**YOUR INSTRUCTIONS**. Every line below from the one with "Could you please point out the pastry" through the one with "Could you please point out the white cloud" should be retyped exactly, both ends included; no other lines and no pictures.

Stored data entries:
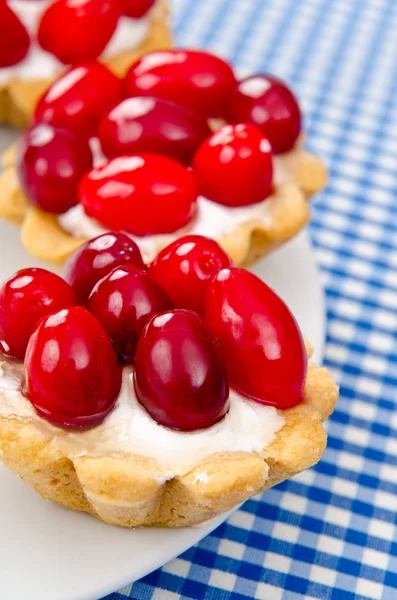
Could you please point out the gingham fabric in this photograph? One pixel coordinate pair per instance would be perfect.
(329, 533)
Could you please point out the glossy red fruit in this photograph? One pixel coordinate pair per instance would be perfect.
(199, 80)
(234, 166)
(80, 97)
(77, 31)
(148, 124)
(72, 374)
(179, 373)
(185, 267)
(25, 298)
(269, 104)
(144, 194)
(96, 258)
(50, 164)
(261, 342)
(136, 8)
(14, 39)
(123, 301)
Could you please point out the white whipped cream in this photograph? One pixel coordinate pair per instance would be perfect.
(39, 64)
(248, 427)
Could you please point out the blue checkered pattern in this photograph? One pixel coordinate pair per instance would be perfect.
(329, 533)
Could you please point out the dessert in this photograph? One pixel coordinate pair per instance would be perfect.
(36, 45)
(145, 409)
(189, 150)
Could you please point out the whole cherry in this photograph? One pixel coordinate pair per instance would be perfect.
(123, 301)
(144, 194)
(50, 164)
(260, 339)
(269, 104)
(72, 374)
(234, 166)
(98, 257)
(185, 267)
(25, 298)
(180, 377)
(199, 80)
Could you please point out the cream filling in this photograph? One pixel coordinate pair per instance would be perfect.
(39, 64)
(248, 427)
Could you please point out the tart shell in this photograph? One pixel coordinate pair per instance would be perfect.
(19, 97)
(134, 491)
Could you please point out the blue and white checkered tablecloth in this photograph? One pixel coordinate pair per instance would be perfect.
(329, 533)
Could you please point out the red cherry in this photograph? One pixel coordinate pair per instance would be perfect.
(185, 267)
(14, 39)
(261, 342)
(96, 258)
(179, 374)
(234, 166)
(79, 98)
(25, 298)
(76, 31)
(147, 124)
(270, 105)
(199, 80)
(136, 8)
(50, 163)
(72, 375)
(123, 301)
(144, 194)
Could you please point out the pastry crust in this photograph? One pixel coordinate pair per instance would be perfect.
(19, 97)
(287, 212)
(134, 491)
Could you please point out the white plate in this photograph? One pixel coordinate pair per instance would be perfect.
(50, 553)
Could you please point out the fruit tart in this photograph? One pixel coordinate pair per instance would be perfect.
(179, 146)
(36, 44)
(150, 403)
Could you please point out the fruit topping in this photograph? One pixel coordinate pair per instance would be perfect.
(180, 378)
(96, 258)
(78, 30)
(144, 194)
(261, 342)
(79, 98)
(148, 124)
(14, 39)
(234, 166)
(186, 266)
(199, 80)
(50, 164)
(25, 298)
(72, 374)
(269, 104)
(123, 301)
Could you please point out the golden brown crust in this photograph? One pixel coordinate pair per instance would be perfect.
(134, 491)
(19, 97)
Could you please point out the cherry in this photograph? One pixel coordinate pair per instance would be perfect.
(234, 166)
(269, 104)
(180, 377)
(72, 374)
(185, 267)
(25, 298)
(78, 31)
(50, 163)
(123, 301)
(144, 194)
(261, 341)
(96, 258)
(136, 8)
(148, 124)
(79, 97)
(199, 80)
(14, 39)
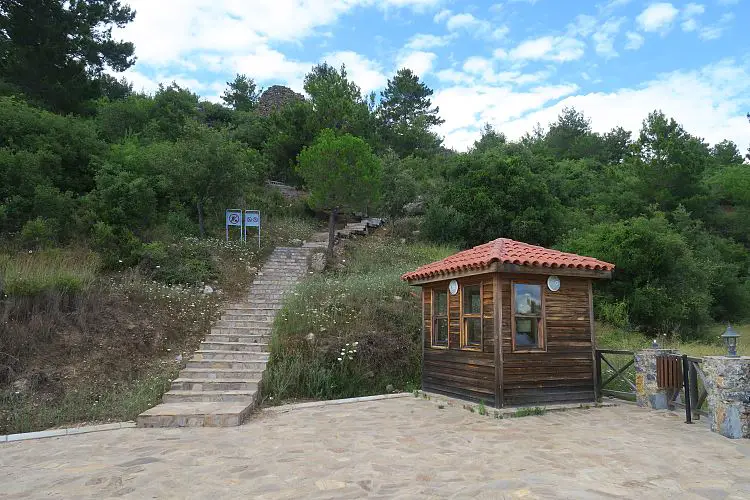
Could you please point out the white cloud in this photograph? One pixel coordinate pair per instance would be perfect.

* * *

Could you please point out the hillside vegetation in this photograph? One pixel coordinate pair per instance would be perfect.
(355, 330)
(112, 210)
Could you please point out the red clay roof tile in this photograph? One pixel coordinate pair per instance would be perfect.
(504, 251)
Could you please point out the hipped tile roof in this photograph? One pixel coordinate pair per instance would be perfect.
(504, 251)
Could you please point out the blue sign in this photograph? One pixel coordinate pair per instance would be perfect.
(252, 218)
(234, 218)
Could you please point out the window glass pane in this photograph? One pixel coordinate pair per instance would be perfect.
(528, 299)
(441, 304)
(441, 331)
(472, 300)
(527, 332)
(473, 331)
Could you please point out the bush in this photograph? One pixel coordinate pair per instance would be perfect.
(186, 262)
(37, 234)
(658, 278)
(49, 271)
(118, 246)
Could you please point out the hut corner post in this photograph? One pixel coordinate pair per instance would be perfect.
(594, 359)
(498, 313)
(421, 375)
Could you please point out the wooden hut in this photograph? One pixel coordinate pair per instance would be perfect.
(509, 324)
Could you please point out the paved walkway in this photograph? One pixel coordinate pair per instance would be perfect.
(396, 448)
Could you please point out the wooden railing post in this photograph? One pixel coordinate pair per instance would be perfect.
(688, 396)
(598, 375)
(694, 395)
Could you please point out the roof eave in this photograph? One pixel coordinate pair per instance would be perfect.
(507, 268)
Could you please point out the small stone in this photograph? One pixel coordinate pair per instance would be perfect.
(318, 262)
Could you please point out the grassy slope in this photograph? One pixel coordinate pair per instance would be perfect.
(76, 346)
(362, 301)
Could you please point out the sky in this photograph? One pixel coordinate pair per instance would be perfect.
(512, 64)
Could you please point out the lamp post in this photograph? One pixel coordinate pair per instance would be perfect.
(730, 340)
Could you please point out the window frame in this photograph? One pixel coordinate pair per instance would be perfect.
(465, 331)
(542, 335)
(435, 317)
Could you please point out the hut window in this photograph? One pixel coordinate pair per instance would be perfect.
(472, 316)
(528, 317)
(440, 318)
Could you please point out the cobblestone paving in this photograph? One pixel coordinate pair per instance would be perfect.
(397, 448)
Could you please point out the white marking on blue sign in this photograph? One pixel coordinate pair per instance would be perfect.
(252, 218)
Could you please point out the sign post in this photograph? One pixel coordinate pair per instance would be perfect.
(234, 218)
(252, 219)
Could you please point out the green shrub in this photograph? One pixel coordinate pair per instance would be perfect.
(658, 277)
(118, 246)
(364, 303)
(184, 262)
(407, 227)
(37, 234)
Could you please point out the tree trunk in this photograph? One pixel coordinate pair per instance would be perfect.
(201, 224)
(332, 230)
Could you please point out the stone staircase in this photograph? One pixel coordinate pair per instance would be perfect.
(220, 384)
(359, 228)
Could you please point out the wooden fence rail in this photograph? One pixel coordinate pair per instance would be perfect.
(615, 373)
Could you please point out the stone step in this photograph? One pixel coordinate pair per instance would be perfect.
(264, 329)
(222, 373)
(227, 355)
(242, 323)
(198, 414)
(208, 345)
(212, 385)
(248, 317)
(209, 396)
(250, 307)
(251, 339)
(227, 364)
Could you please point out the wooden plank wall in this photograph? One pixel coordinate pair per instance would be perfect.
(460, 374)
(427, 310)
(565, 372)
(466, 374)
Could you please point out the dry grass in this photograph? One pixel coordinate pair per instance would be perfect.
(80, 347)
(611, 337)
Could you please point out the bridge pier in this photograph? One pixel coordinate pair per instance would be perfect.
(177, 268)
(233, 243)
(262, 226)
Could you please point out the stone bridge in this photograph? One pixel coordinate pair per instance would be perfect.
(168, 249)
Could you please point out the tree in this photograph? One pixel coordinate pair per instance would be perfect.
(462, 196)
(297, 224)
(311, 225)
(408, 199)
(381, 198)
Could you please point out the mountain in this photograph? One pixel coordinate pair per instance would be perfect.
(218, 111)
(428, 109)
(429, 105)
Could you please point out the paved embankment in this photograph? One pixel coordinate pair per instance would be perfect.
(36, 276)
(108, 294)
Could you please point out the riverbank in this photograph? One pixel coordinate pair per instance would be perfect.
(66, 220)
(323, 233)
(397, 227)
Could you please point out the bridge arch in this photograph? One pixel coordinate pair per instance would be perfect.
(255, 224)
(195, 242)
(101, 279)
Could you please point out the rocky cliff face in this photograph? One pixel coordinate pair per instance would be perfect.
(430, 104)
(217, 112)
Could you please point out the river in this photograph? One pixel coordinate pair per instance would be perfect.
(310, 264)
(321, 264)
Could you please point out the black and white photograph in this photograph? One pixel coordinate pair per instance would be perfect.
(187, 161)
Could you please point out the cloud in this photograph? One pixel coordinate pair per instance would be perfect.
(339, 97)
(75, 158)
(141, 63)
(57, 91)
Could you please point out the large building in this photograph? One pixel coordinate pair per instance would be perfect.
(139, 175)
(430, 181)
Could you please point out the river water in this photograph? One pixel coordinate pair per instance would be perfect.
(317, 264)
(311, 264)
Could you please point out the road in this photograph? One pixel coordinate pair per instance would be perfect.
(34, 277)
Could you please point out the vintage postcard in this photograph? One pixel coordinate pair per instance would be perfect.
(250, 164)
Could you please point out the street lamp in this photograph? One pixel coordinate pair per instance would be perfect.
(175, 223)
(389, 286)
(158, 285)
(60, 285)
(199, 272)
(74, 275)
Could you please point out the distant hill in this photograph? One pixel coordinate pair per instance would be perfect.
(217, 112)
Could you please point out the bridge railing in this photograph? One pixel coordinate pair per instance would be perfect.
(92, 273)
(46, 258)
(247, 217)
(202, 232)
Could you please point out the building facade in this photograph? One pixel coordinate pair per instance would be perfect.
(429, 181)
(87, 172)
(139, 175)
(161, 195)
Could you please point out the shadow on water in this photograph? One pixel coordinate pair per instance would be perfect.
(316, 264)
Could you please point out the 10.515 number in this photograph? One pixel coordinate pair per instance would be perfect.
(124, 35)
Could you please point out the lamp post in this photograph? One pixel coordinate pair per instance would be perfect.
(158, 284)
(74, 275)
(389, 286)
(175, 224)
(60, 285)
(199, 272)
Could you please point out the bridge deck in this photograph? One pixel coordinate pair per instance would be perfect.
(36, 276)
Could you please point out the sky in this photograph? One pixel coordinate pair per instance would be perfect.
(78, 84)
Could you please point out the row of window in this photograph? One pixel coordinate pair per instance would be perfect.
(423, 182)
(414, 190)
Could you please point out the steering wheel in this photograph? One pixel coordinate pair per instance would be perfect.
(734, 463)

**THE COMPLETED TASK**.
Could you please point out the pastry crust in this photograph? One pixel coordinate pair per instance would be perfect.
(19, 97)
(287, 212)
(134, 491)
Could you please point out the white plate in this photograph? One pixel coordinate pair per instance would be perfect.
(50, 553)
Could you please point out the fruit tart in this photograph? One pixel coordinate pair per instance would be perfect.
(179, 146)
(36, 44)
(150, 403)
Could you please point out the fruit topping in this photograph? One pixel coordinate pair per instance would be perfect.
(180, 378)
(96, 258)
(78, 30)
(144, 194)
(261, 342)
(79, 98)
(148, 124)
(14, 39)
(234, 166)
(186, 266)
(199, 80)
(50, 164)
(25, 298)
(72, 374)
(269, 104)
(123, 301)
Could you please point out the golden brown crust in this photograph? One pixel coordinate pair per instance would be perfect.
(134, 491)
(19, 97)
Could you please point out the cherry in this photograph? One pixel coordinate pair per instance would be perfect.
(234, 166)
(269, 104)
(180, 377)
(72, 374)
(185, 267)
(25, 298)
(78, 31)
(50, 163)
(123, 301)
(144, 194)
(261, 341)
(96, 258)
(136, 8)
(148, 124)
(79, 97)
(199, 80)
(14, 39)
Could you please point out the white cloud in this photograph? One pixel coordinate pair per instance would be perfect.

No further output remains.